TASK TO COMPLETE> Would you transcribe word for word every line from the one containing "Locate the boat windshield" to the end of the data, both ends included, and leave out the rest?

PROVIDED RECORDS>
====
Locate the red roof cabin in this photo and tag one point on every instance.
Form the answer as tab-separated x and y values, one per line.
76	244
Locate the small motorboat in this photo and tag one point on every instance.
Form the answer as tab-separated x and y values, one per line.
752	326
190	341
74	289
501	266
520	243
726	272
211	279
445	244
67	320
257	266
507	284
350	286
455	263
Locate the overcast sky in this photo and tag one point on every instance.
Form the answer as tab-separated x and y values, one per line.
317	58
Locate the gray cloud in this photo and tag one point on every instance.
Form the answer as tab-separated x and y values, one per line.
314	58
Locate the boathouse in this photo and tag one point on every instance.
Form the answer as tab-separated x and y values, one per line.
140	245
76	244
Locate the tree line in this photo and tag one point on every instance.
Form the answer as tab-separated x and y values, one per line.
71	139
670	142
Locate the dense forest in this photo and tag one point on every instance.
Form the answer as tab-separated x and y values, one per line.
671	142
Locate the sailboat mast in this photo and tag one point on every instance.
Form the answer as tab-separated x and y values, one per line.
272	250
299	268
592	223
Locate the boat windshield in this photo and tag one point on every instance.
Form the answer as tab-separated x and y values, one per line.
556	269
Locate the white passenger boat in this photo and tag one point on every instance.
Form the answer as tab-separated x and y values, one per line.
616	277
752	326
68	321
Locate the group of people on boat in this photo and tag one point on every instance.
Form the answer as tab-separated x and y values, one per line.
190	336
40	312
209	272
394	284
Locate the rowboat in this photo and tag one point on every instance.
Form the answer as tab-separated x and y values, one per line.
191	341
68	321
====
WRITTEN RESPONSE>
Locate the boat windshield in this photo and tag one point on every instance.
Form the answer as tab-separated x and y values, one per line.
556	269
Locate the white passenger boat in this photo and tag one point on every instance.
Form the answer as tab-separated x and y values, one per line.
616	277
752	326
68	321
Locate the group of people on boat in this photo and tag one point on every instance.
Form the answer as tab-separated x and y values, one per line.
190	336
40	312
209	272
394	284
Locate the rowboat in this photo and tag one point on every instance.
Form the answer as tab-separated x and y values, one per line.
191	341
68	321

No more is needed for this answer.